Consignes.
• A. D'après l'extrait sur Leucothéa, de qui Inô était-elle la fille ?
• B. Recopiez le passage de l'extrait sur Leucothéa, en commençant à « Quitte tes vêtements » et en terminant à « sur ta poitrine ! ».

Extrait choisi.
>>>>>

Mais il ne t’anéantira pas, malgré sa hargne.

Fais ce que je dis. Tu ne m’as pas l’air d’un ignorant.

Quitte tes vêtements et laisse le radeau filer avec les vents !

            Nage à la force de tes mains jusqu’à toucher le salut

en terre des Phéaciens, où ton destin est de trouver refuge.

Tiens ! Tends ce voile sur ta poitrine !

Il est immortel. Pas de crainte que tu souffres ou que tu meures !

Mais quand tes mains toucheront la terre ferme,

tu le détacheras et le jetteras dans la mer au visage de vin,

très loin de la terre, et tu te détourneras, bien en retrait.”

Cela dit, la déesse lui donna le voile.

Elle replongea dans la houle de la mer,

pareille à une mouette, et la houle noire la dissimula. »

Pourquoi cette déesse ? Avant, elle était mortelle, et malheureuse. Les renseignements sur sa vie, sous le nom d’Inô, fille de Cadmos, le fondateur de Thèbes, sont plus tardifs que l’Odyssée, mais son destin marin chez Homère va bien avec ce qu’on raconte ailleurs. Héra la haïssait, car elle avait élevé l’enfant Dionysos, que sa sœur Sémélé avait mis au monde après un adultère de Zeus (adultère qui couta la vie à la mère, carbonisée par son amant foudroyant, pour être finalement comme Inô transformée en déesse, mais cette fois dans la lumière de l’Olympe, après le feu divin, et non dans la mer). Inô, poursuivie par son mari, Athamas, que Héra avait rendu fou, se serait jetée dans la mer, avec un ou deux de ses enfants.

Nager (été 2022) : chez Homère, la mer n'est pas calme

« Ulysse implorant l’aide de Nausicaa », de Pierre Henri de Valenciennes (1790)

Ces histoires dessinent une image qui contraste avec Calypso, tout en la rappelant, et avec Ulysse. Le monde changeant de la mer prend encore un autre aspect. Leucothéa-Inô sait être salvatrice comme Calypso, mais uniquement en mer, et pour un court moment, pour une transition, un voyage vers la société humaine des Phéaciens (qui assureront le retour d’Ulysse à Ithaque), et à condition que les mondes réunis un temps par elle restent ensuite bien séparés : Ulysse devra rejeter le voile dans la mer, en se détournant. Leucothéa disparait après ce don ; elle, la déesse blanche, est cachée par la noirceur de l’eau (avec le verbe kaluptein du nom de Calypso, au dernier vers de la citation).

<<<<<

[Lignes de données sur l'emplacement des objets]
>>>>>

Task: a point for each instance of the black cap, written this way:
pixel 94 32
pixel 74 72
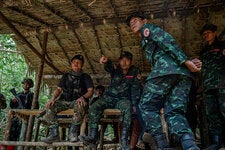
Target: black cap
pixel 126 54
pixel 29 81
pixel 210 27
pixel 135 14
pixel 79 57
pixel 100 87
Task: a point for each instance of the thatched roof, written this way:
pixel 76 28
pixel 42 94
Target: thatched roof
pixel 88 27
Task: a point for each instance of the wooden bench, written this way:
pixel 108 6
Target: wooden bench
pixel 109 116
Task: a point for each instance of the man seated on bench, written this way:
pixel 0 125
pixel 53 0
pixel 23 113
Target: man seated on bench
pixel 123 88
pixel 74 89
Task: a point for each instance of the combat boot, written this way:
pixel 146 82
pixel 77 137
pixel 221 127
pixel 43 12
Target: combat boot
pixel 73 133
pixel 216 143
pixel 188 142
pixel 161 142
pixel 53 135
pixel 147 138
pixel 91 139
pixel 124 139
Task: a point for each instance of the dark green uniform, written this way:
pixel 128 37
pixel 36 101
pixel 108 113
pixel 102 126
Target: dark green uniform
pixel 2 102
pixel 167 85
pixel 213 75
pixel 74 85
pixel 122 89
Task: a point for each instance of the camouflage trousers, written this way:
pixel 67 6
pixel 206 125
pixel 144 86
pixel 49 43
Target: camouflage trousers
pixel 171 93
pixel 61 105
pixel 97 108
pixel 214 101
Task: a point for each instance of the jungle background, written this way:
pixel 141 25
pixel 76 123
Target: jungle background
pixel 13 68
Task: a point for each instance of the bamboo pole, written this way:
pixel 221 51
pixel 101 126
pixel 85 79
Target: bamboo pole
pixel 37 88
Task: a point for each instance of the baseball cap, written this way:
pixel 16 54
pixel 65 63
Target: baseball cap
pixel 135 14
pixel 210 27
pixel 126 54
pixel 79 57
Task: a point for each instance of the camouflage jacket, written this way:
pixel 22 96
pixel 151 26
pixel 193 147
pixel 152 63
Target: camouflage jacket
pixel 123 85
pixel 164 54
pixel 213 68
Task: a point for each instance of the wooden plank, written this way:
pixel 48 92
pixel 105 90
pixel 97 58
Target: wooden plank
pixel 41 144
pixel 36 112
pixel 107 112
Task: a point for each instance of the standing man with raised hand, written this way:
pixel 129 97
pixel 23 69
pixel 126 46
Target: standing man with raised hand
pixel 167 85
pixel 74 90
pixel 123 93
pixel 213 78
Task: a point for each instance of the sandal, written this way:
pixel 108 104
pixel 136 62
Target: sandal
pixel 140 145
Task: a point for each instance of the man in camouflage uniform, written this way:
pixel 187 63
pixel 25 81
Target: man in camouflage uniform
pixel 2 101
pixel 22 100
pixel 213 78
pixel 123 93
pixel 167 85
pixel 74 89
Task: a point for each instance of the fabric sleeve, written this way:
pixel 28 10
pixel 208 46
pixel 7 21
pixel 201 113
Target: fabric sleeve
pixel 109 67
pixel 166 42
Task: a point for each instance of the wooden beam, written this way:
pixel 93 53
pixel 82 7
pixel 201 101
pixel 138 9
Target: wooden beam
pixel 41 144
pixel 20 11
pixel 117 28
pixel 37 89
pixel 10 25
pixel 62 48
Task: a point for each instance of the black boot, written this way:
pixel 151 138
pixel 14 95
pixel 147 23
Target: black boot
pixel 124 139
pixel 92 138
pixel 73 133
pixel 161 142
pixel 188 142
pixel 216 143
pixel 147 138
pixel 53 135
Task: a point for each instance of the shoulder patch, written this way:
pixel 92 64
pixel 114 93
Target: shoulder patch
pixel 146 32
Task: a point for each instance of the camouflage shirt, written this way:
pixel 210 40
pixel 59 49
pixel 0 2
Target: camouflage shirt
pixel 164 54
pixel 123 85
pixel 213 67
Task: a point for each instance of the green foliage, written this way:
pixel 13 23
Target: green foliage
pixel 13 69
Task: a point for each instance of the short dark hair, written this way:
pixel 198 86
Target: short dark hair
pixel 29 81
pixel 135 14
pixel 210 27
pixel 126 54
pixel 100 87
pixel 79 57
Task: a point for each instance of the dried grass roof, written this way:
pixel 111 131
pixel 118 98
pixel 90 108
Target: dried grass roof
pixel 88 27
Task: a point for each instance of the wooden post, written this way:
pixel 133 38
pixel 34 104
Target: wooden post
pixel 8 127
pixel 37 88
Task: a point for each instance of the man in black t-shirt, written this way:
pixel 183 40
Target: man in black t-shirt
pixel 73 90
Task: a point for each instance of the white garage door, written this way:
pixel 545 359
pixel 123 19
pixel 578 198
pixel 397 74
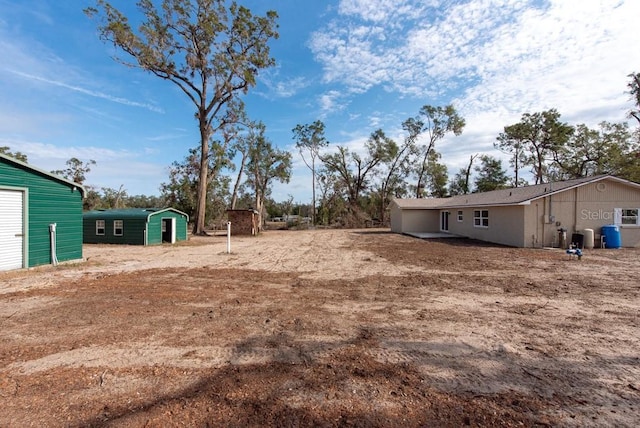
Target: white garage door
pixel 11 206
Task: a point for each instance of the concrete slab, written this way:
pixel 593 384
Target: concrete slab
pixel 432 235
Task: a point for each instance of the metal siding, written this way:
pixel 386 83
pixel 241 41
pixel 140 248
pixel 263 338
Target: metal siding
pixel 155 226
pixel 132 233
pixel 11 229
pixel 154 230
pixel 49 201
pixel 135 224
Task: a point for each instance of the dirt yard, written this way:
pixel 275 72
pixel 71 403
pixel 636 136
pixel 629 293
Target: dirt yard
pixel 324 328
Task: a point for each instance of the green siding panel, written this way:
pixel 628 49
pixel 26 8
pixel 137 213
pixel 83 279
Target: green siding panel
pixel 137 222
pixel 49 201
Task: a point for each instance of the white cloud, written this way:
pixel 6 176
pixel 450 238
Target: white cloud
pixel 91 93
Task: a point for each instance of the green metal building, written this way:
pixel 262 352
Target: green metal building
pixel 40 216
pixel 135 226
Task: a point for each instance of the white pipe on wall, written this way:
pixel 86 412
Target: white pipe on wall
pixel 52 233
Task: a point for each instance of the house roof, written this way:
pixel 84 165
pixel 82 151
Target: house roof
pixel 129 213
pixel 505 197
pixel 55 177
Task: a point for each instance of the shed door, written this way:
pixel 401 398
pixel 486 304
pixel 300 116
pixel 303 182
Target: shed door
pixel 11 229
pixel 169 230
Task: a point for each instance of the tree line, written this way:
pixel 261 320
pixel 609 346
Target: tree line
pixel 213 51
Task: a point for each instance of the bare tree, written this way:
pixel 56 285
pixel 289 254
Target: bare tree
pixel 211 49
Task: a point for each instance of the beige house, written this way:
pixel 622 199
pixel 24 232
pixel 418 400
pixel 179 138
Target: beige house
pixel 530 216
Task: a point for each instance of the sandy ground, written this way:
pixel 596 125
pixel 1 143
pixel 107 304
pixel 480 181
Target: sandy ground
pixel 323 328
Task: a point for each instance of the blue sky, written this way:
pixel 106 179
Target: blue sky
pixel 357 65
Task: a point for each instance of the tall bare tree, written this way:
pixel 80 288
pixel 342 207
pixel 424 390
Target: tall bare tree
pixel 309 141
pixel 265 163
pixel 436 122
pixel 211 49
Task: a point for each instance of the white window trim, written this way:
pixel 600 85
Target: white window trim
pixel 115 222
pixel 619 217
pixel 480 218
pixel 103 227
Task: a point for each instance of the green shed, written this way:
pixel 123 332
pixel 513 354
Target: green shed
pixel 135 226
pixel 40 216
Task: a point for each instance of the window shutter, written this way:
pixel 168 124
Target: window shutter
pixel 617 215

<<<<<

Réponses par consigne.
• A. De Cadmos, le fondateur de Thèbes.

• B.
Quitte tes vêtements et laisse le radeau filer avec les vents !

            Nage à la force de tes mains jusqu’à toucher le salut

en terre des Phéaciens, où ton destin est de trouver refuge.

Tiens ! Tends ce voile sur ta poitrine !